## PROBLEM TO WORK ON
The records below are to be restated word for word, with every picture left out.

Stored data entries:
»»
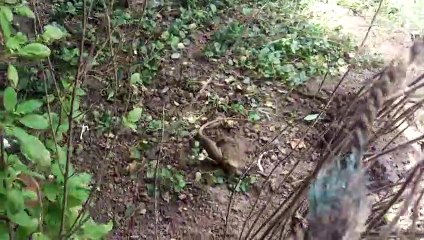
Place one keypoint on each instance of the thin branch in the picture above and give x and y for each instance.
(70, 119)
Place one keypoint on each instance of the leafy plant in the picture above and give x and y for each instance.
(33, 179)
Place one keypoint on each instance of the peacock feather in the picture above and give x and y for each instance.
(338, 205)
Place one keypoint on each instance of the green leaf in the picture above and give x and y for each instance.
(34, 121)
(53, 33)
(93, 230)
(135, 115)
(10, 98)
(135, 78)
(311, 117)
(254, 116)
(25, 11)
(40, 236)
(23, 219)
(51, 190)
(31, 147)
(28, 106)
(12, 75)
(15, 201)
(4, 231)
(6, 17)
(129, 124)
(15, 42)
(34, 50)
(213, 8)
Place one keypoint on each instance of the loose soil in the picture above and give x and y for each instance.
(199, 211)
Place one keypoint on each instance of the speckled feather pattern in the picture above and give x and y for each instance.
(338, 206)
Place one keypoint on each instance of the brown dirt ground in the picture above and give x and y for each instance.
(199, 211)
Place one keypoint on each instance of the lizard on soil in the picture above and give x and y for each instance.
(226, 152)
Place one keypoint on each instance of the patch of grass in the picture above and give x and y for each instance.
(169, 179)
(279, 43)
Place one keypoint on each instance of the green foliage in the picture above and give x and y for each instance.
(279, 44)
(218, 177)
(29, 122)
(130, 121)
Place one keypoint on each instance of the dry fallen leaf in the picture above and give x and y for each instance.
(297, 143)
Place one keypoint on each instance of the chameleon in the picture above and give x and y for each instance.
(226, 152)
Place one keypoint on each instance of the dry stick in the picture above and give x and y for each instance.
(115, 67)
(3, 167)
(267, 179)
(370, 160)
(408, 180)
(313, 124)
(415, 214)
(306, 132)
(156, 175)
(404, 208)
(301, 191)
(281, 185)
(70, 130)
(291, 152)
««
## ANSWER SPACE
Place one keypoint on each instance of the thin branch in the picture above and give x and y for each instance.
(70, 119)
Place one keypoint on each instance of the leafy plant in the picture above and give x and y for each instance.
(33, 179)
Place one keypoint on each instance of the peacock feather in the picture above and give x and y for each instance.
(338, 205)
Place one keypoint on each instance of the green leaf in the picture above and give x and y for each instance.
(34, 121)
(53, 33)
(93, 230)
(135, 115)
(10, 98)
(135, 78)
(311, 117)
(254, 116)
(25, 11)
(40, 236)
(23, 219)
(51, 190)
(31, 147)
(28, 106)
(12, 75)
(15, 201)
(4, 231)
(6, 17)
(129, 124)
(15, 42)
(34, 50)
(213, 8)
Place one keypoint on each instance of the loose soil in the picture above and give x and y for each instance.
(199, 211)
Place one keypoint on each instance of the speckled feather pattern in the picture above and give x and y for each instance.
(338, 206)
Place one keypoint on each instance of the brown dirt ground in the picture above and give x and y for each instance.
(199, 211)
Place one keypoint on each instance of the lizard on soil in the picture above and give x and y for each instance.
(226, 152)
Place one keypoint on each instance of the patch of grass in the picture above and give x and y for each instance.
(169, 179)
(279, 43)
Place one keypoint on each instance of the green foliage in the picture above and give x and y for each instance.
(279, 44)
(218, 177)
(29, 122)
(130, 121)
Place one keypoint on each instance of the dry fallen leaf in the picture above and give x and y for each instance.
(297, 143)
Place one keypoint on each instance of the chameleon in the picture above and give x and y for each instance.
(226, 152)
Place one keypoint on each instance of the dry stick in the picture above and give x and y for each instance.
(115, 67)
(3, 167)
(267, 179)
(370, 160)
(408, 180)
(313, 124)
(415, 214)
(306, 132)
(156, 175)
(404, 208)
(301, 191)
(281, 185)
(70, 130)
(291, 152)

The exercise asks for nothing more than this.